**Given task A:**
Answer these questions about the interview excerpt:
(i) Whom did Billboard speak with?
(ii) What did she worry about when working with Petty?
(iii) What one reason does she give for doing the video?

**Extract provided:**
------------------------------------------------------------

Billboard spoke with the actress about what it was like to shoot such a demanding role and her memory of working with Petty, including worrying that she would hurt him.

The song and the video still stand up today. I’m sure you didn’t say yes to many music videos. What was it you liked about such a creepy script?

I did it for one reason — I did it because of Tom Petty. There are certain artists that you go through life and they either entertain and help you get through a period of your life, or they have a significant influence on the message that they brought during that time. I’ve often heard people speak — and it’s so true because it’s true in my own life — that Tom Petty helped so many of us get through so many difficult times in our lives, again, whether it’s the memory of the song or the entertainment it brought or just the message that he bought.

------------------------------------------------------------

**Data for the task:**

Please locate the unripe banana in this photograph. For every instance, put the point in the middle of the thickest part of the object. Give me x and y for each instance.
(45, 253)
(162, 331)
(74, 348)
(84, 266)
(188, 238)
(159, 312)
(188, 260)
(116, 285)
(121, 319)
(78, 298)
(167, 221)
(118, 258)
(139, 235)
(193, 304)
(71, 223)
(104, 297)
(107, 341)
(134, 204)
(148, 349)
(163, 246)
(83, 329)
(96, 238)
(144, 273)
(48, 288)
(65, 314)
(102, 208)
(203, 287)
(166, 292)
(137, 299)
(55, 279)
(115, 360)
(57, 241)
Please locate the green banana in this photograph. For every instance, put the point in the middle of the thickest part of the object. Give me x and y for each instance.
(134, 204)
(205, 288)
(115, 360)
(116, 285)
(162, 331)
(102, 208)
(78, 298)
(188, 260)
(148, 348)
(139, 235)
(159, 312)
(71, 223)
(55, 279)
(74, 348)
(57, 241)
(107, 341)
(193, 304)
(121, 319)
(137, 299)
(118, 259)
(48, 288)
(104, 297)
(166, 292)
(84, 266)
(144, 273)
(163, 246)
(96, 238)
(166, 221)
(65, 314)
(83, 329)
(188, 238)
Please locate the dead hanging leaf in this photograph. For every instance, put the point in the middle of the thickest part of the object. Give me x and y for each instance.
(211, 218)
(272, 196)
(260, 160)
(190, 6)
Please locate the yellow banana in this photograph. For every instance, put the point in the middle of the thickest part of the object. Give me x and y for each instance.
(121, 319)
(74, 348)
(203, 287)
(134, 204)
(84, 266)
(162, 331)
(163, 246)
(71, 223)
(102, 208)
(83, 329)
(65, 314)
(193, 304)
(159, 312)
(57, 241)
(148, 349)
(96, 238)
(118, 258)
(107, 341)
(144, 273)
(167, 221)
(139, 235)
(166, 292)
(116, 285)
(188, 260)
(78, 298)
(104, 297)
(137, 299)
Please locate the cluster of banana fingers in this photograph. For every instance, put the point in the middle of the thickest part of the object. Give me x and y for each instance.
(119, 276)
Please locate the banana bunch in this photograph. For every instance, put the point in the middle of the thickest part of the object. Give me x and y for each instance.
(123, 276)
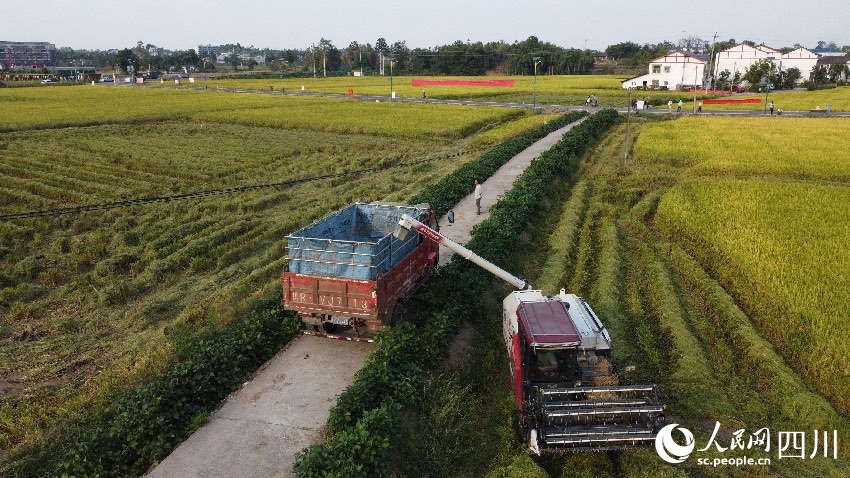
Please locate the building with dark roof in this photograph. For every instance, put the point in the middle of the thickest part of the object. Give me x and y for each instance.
(27, 55)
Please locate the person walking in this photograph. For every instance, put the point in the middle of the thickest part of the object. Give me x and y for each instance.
(478, 196)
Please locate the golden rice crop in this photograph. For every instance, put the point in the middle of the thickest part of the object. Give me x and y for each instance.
(788, 147)
(839, 98)
(22, 108)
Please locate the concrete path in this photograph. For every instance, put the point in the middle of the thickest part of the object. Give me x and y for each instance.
(281, 411)
(492, 190)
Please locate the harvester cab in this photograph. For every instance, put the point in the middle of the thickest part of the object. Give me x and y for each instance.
(564, 384)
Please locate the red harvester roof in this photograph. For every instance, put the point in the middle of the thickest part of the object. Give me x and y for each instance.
(548, 323)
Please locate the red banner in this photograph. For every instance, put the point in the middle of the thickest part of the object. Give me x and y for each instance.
(463, 82)
(747, 101)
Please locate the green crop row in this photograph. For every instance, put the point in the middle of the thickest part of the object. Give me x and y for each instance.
(696, 388)
(396, 370)
(562, 241)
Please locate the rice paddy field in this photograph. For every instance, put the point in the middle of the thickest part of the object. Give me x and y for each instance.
(716, 259)
(93, 303)
(551, 89)
(716, 255)
(797, 100)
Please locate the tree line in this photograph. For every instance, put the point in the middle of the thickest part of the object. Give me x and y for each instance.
(459, 58)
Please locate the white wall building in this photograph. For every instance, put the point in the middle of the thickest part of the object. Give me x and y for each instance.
(740, 57)
(802, 59)
(673, 70)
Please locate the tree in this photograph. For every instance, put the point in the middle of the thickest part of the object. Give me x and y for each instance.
(819, 75)
(763, 69)
(329, 56)
(125, 58)
(381, 46)
(724, 80)
(790, 78)
(838, 71)
(351, 56)
(622, 50)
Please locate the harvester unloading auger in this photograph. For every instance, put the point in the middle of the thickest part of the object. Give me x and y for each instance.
(562, 378)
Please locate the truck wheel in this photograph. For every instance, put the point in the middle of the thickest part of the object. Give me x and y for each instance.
(398, 310)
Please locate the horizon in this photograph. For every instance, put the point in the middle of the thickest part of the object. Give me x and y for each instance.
(267, 25)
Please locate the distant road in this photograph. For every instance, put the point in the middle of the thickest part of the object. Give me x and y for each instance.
(501, 104)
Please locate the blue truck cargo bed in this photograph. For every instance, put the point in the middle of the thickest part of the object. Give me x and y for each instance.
(354, 243)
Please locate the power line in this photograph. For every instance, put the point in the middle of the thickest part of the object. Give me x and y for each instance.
(210, 192)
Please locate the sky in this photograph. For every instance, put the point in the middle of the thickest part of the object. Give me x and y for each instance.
(184, 24)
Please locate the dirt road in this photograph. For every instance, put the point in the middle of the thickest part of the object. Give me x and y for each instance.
(282, 410)
(493, 189)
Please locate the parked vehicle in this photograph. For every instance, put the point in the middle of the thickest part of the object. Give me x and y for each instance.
(559, 358)
(348, 270)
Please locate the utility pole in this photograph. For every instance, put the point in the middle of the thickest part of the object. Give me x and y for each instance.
(536, 61)
(696, 71)
(712, 70)
(628, 123)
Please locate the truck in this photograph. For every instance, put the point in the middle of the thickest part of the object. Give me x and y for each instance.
(562, 378)
(348, 272)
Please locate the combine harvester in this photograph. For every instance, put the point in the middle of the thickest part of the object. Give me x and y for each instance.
(561, 374)
(356, 269)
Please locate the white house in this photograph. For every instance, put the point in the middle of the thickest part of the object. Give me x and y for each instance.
(802, 59)
(672, 71)
(738, 58)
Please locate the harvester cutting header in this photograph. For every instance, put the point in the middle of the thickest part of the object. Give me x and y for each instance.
(561, 374)
(357, 268)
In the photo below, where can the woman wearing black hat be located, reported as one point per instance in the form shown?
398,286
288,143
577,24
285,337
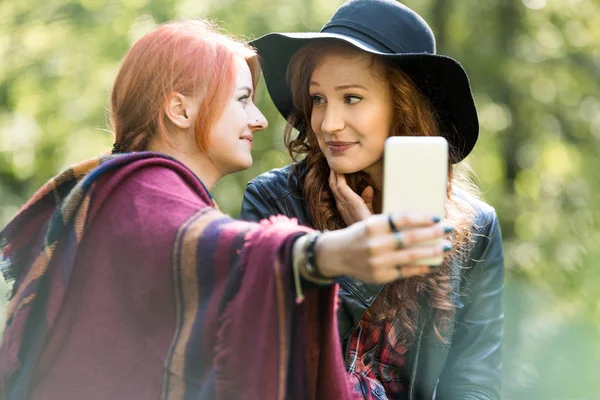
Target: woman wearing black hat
371,73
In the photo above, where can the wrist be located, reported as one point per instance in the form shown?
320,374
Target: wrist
325,255
305,258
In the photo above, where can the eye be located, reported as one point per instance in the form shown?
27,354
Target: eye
316,99
351,99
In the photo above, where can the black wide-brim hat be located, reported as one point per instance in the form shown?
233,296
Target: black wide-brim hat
389,29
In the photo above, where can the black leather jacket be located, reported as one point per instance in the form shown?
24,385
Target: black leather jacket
469,366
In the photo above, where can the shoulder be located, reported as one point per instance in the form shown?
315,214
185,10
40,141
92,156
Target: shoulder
484,215
279,182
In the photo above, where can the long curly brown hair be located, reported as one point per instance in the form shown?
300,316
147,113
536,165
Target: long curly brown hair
413,115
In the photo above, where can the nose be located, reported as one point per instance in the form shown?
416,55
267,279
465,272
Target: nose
257,121
333,120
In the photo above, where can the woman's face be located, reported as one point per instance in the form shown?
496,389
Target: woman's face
230,138
351,112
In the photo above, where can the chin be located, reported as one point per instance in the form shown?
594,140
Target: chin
242,165
344,167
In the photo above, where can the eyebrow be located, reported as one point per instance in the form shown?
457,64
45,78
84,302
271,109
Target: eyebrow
341,87
249,89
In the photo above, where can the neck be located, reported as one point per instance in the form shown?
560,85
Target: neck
197,161
375,173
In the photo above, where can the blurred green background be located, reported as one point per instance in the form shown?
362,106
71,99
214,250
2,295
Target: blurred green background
535,70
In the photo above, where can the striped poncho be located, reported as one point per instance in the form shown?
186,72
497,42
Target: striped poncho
130,284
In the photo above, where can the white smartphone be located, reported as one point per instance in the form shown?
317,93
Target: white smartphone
415,176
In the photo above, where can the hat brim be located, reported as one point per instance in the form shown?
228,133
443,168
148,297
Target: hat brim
442,79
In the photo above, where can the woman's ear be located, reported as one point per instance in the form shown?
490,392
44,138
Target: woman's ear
176,111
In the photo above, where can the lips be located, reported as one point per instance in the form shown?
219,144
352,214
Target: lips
340,147
247,138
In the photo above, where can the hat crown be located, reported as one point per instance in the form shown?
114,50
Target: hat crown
387,25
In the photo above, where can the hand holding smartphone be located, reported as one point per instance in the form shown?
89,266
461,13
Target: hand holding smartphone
415,178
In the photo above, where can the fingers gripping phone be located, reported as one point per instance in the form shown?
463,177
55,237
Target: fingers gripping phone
415,176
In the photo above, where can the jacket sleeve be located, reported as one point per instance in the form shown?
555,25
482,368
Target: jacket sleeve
255,205
474,366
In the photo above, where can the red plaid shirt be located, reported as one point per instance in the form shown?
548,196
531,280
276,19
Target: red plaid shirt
375,360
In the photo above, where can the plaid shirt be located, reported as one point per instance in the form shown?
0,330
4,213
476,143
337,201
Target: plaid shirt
375,360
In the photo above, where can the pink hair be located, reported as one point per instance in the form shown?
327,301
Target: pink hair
189,57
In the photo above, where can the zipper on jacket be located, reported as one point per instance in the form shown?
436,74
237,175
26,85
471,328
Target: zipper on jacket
411,395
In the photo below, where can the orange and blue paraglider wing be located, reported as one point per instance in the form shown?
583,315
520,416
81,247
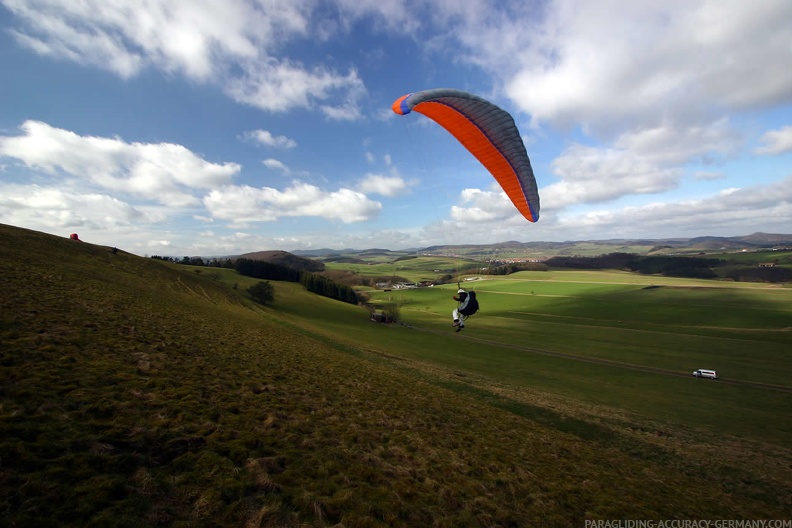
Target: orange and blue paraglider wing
488,132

------------------------------------------------------------

**Given task B:**
Collect every line of the records that contains the word "crown".

**Response A:**
(i) The actress.
(ii) That she would hurt him.
(iii) She did it because of Tom Petty.

**Response B:**
In the photo above, where can the hat crown be located, reported as one point per instance in the form shown?
Target: hat crown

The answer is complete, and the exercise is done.